Given problem - Rewrite the listing below as a numbered list, with every line included and blank lines left out.
>> Start Given information
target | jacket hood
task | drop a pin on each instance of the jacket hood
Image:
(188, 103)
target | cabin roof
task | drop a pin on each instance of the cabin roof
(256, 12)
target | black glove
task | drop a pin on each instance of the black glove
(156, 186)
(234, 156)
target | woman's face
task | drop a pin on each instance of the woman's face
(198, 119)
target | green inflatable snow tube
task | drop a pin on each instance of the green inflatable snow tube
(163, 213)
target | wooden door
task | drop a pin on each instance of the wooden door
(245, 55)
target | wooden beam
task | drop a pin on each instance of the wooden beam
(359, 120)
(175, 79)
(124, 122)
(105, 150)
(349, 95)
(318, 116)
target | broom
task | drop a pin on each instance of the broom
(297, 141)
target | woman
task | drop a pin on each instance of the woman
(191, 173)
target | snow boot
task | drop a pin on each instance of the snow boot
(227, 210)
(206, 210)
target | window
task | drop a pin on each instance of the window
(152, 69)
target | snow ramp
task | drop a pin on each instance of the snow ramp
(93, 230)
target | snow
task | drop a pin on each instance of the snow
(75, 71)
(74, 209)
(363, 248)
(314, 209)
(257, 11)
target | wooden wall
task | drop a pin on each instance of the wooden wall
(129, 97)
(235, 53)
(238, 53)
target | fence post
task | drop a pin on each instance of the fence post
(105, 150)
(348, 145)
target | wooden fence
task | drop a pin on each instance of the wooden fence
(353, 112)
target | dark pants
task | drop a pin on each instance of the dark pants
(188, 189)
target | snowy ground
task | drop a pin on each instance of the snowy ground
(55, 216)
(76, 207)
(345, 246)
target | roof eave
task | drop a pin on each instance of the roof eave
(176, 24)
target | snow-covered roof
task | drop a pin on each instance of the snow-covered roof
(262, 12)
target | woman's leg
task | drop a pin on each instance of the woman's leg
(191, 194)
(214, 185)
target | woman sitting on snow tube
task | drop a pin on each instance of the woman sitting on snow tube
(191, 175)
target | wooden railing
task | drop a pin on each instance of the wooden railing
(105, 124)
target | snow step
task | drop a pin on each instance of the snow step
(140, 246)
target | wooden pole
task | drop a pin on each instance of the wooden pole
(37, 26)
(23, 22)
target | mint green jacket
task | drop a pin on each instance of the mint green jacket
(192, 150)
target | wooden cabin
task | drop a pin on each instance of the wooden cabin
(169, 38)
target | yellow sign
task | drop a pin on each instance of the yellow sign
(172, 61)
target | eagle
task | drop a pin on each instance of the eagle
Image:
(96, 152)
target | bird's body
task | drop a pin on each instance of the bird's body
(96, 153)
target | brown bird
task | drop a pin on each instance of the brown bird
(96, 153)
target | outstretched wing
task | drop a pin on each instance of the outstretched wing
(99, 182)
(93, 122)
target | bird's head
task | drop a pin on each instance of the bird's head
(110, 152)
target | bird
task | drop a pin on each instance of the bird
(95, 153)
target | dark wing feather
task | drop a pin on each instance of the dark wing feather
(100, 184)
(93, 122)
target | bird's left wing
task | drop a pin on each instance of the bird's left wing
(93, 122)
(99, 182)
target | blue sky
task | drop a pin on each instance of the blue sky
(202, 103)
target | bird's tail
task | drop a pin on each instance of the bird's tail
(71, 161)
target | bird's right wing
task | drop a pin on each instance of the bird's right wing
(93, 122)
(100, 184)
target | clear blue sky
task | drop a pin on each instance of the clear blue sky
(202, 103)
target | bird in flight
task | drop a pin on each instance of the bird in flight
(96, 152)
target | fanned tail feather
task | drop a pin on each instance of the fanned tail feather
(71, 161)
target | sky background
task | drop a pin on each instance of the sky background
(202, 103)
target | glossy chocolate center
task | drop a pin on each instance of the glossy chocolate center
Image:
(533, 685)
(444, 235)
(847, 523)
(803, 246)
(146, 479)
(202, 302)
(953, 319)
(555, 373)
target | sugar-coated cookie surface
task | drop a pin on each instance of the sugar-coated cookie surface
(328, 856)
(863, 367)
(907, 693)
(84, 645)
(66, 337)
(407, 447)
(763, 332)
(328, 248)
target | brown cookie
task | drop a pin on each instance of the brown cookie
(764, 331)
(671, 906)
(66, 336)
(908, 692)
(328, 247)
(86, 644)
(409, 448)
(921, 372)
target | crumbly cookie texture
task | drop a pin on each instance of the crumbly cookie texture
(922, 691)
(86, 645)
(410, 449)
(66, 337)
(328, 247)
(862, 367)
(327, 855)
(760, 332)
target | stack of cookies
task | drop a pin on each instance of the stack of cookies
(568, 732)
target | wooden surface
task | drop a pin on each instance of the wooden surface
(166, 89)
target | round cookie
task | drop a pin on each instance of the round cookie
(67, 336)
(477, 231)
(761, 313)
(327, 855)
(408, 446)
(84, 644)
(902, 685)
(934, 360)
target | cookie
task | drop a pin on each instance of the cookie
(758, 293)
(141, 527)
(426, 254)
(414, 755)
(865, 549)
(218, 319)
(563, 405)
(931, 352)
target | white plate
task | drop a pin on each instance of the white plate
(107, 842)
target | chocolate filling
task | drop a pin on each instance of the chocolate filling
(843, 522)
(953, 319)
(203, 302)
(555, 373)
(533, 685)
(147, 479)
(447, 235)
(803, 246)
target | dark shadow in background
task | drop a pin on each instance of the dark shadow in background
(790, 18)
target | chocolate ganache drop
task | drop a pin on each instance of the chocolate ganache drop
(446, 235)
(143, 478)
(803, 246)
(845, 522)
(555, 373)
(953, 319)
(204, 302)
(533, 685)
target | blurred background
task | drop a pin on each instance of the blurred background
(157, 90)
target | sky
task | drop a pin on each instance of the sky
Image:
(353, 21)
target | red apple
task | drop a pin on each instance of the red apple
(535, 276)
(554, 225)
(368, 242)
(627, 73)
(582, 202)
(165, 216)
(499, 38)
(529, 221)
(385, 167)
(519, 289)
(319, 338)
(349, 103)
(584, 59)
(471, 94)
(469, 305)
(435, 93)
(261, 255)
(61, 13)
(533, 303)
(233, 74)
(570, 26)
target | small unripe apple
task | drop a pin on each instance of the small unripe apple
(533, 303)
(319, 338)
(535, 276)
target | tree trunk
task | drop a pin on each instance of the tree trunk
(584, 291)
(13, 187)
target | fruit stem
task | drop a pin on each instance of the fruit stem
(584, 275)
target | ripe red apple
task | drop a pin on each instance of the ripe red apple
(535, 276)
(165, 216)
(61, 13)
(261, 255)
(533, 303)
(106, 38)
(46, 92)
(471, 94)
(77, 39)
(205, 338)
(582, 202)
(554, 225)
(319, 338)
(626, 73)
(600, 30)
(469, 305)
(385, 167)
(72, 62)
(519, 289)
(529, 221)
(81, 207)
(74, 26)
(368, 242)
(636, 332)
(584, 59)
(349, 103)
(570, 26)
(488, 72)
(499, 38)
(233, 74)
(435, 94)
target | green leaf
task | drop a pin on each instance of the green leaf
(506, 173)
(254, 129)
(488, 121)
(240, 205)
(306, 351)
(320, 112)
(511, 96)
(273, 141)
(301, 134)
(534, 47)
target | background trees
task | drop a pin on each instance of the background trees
>> End Given information
Solution to this task -
1. target | jacket hood
2. task | drop a pin on each instance of the jacket hood
3. Image:
4. (188, 103)
5. target | cabin roof
6. task | drop a pin on each instance of the cabin roof
7. (256, 12)
8. target | black glove
9. task | drop a pin on each instance of the black glove
10. (156, 186)
11. (234, 156)
12. target | woman's face
13. task | drop a pin on each instance of the woman's face
14. (198, 119)
15. target | green inflatable snow tube
16. task | drop a pin on each instance of the green inflatable snow tube
17. (163, 213)
18. target | wooden door
19. task | drop a pin on each instance of the wooden door
20. (245, 55)
21. target | wooden beam
22. task | drop a pin on each instance of the wooden beam
23. (359, 120)
24. (175, 79)
25. (124, 122)
26. (105, 150)
27. (349, 95)
28. (318, 116)
29. target | broom
30. task | drop a pin on each instance of the broom
31. (297, 141)
32. target | woman
33. task | drop a pin on each instance of the woman
34. (191, 173)
35. target | snow boot
36. task | drop a pin on each instance of the snow boot
37. (227, 210)
38. (206, 210)
39. target | window
40. task | drop a pin on each instance of the window
41. (152, 69)
42. target | snow ramp
43. task | drop a pin on each instance of the snow ramp
44. (93, 230)
45. target | snow
46. task | drop a pin on each instance of the snow
47. (75, 71)
48. (74, 209)
49. (363, 248)
50. (314, 209)
51. (257, 11)
52. target | wooden wall
53. task | drop a pin on each instance of the wooden wall
54. (129, 97)
55. (235, 53)
56. (238, 53)
57. target | fence post
58. task | drop a pin on each instance of the fence post
59. (105, 150)
60. (348, 145)
61. target | wooden fence
62. task | drop a pin on each instance of the wooden fence
63. (353, 112)
64. target | dark pants
65. task | drop a pin on each instance of the dark pants
66. (188, 189)
67. target | snowy ground
68. task | drop a pin on each instance of the snowy ground
69. (55, 216)
70. (76, 207)
71. (345, 246)
72. target | roof eave
73. task | drop a pin on each instance of the roof eave
74. (176, 24)
75. target | snow-covered roof
76. task | drop a pin on each instance of the snow-covered roof
77. (262, 12)
78. target | woman's leg
79. task | drop a pin on each instance of the woman's leg
80. (191, 194)
81. (214, 185)
82. target | woman sitting on snow tube
83. task | drop a pin on each instance of the woman sitting on snow tube
84. (191, 175)
85. target | wooden railing
86. task | drop a pin on each instance of the wooden railing
87. (105, 124)
88. target | snow step
89. task | drop a pin on each instance of the snow step
90. (140, 246)
91. target | wooden pole
92. task | drop a pin on each instance of the wooden pole
93. (37, 26)
94. (23, 22)
95. target | mint green jacket
96. task | drop a pin on each instance of the mint green jacket
97. (192, 150)
98. target | wooden cabin
99. task | drop a pin on each instance of the wooden cabin
100. (169, 38)
101. target | yellow sign
102. task | drop a pin on each instance of the yellow sign
103. (172, 61)
104. target | eagle
105. task | drop a pin on each instance of the eagle
106. Image:
107. (96, 152)
108. target | bird's body
109. task | drop a pin on each instance of the bird's body
110. (96, 153)
111. target | brown bird
112. task | drop a pin on each instance of the brown bird
113. (96, 153)
114. target | outstretched wing
115. task | drop a pin on each instance of the outstretched wing
116. (99, 182)
117. (93, 122)
118. target | bird's head
119. task | drop a pin on each instance of the bird's head
120. (110, 152)
121. target | bird
122. task | drop a pin on each instance of the bird
123. (95, 153)
124. target | dark wing feather
125. task | drop a pin on each instance of the dark wing feather
126. (100, 184)
127. (93, 122)
128. target | bird's left wing
129. task | drop a pin on each instance of the bird's left wing
130. (93, 122)
131. (99, 182)
132. target | blue sky
133. task | drop a pin on each instance of the blue sky
134. (202, 103)
135. target | bird's tail
136. task | drop a pin on each instance of the bird's tail
137. (71, 161)
138. target | bird's right wing
139. task | drop a pin on each instance of the bird's right wing
140. (93, 122)
141. (100, 184)
142. target | clear blue sky
143. task | drop a pin on each instance of the clear blue sky
144. (202, 103)
145. target | bird in flight
146. task | drop a pin on each instance of the bird in flight
147. (96, 152)
148. target | fanned tail feather
149. task | drop a pin on each instance of the fanned tail feather
150. (71, 161)
151. target | sky background
152. task | drop a pin on each instance of the sky background
153. (202, 103)
154. target | glossy chocolate center
155. task | drop a pin on each instance of the glossy chocolate center
156. Image:
157. (533, 685)
158. (444, 235)
159. (847, 523)
160. (803, 246)
161. (146, 479)
162. (202, 302)
163. (953, 319)
164. (555, 373)
165. target | sugar-coated cookie surface
166. task | drop a pin on each instance of the sugar-coated cookie surface
167. (328, 856)
168. (863, 367)
169. (907, 693)
170. (84, 645)
171. (66, 337)
172. (407, 447)
173. (763, 332)
174. (328, 248)
175. target | brown cookie
176. task | drop a pin on each instance of the brown cookie
177. (764, 331)
178. (671, 906)
179. (66, 336)
180. (908, 692)
181. (328, 247)
182. (86, 644)
183. (409, 448)
184. (921, 372)
185. target | crumbly cookie texture
186. task | drop a pin on each instance of the crumbly cookie texture
187. (922, 691)
188. (86, 645)
189. (410, 449)
190. (66, 337)
191. (328, 247)
192. (862, 367)
193. (327, 855)
194. (760, 332)
195. target | stack of cookies
196. task | drop a pin on each instance of the stack of cookies
197. (568, 732)
198. target | wooden surface
199. task | drop a pin on each instance of the wooden surface
200. (166, 89)
201. target | round cookie
202. task | drop a pin on each instance of the round cookie
203. (67, 336)
204. (477, 231)
205. (761, 313)
206. (327, 855)
207. (408, 446)
208. (84, 644)
209. (902, 685)
210. (934, 360)
211. target | cookie
212. task | drop a pin on each instance of the cookie
213. (758, 293)
214. (141, 527)
215. (426, 254)
216. (414, 755)
217. (865, 549)
218. (218, 319)
219. (563, 405)
220. (931, 352)
221. target | white plate
222. task | drop a pin on each instance of the white plate
223. (107, 842)
224. target | chocolate filling
225. task | drop a pin on each instance of the chocolate filling
226. (843, 522)
227. (953, 319)
228. (203, 302)
229. (555, 373)
230. (533, 685)
231. (147, 479)
232. (447, 235)
233. (803, 246)
234. target | dark shadow in background
235. task | drop a pin on each instance of the dark shadow in background
236. (790, 18)
237. target | chocolate ganache drop
238. task | drop a pin on each instance of the chocolate ganache drop
239. (446, 235)
240. (143, 478)
241. (803, 246)
242. (845, 522)
243. (555, 373)
244. (953, 319)
245. (204, 302)
246. (533, 685)
247. target | blurred background
248. task | drop a pin on each instance of the blurred background
249. (157, 90)
250. target | sky
251. task | drop a pin on each instance of the sky
252. Image:
253. (353, 21)
254. target | red apple
255. task | drop a pin on each instance of the red apple
256. (535, 276)
257. (554, 225)
258. (368, 242)
259. (627, 73)
260. (582, 202)
261. (165, 216)
262. (499, 38)
263. (529, 221)
264. (385, 167)
265. (519, 289)
266. (319, 338)
267. (349, 103)
268. (584, 59)
269. (471, 94)
270. (469, 305)
271. (435, 93)
272. (261, 255)
273. (61, 13)
274. (533, 303)
275. (233, 74)
276. (570, 26)
277. target | small unripe apple
278. task | drop a pin on each instance of the small unripe apple
279. (533, 303)
280. (319, 338)
281. (535, 276)
282. target | tree trunk
283. task | drop a pin on each instance of the tree trunk
284. (584, 291)
285. (13, 187)
286. target | fruit stem
287. task | drop a pin on each instance of the fruit stem
288. (584, 275)
289. target | ripe red apple
290. task | drop a pin on each instance of the ripe red apple
291. (535, 276)
292. (165, 216)
293. (61, 13)
294. (261, 255)
295. (533, 303)
296. (106, 38)
297. (46, 92)
298. (471, 94)
299. (77, 39)
300. (205, 338)
301. (582, 202)
302. (554, 225)
303. (319, 338)
304. (626, 73)
305. (600, 30)
306. (469, 305)
307. (385, 167)
308. (72, 62)
309. (519, 289)
310. (529, 221)
311. (81, 207)
312. (74, 26)
313. (368, 242)
314. (636, 332)
315. (584, 59)
316. (349, 103)
317. (570, 26)
318. (488, 72)
319. (499, 38)
320. (233, 74)
321. (435, 94)
322. target | green leaf
323. task | drop a pin on each instance of the green leaf
324. (506, 173)
325. (254, 129)
326. (488, 121)
327. (240, 205)
328. (306, 351)
329. (320, 112)
330. (511, 96)
331. (273, 141)
332. (301, 134)
333. (534, 47)
334. target | background trees
335. task | drop a pin on each instance of the background trees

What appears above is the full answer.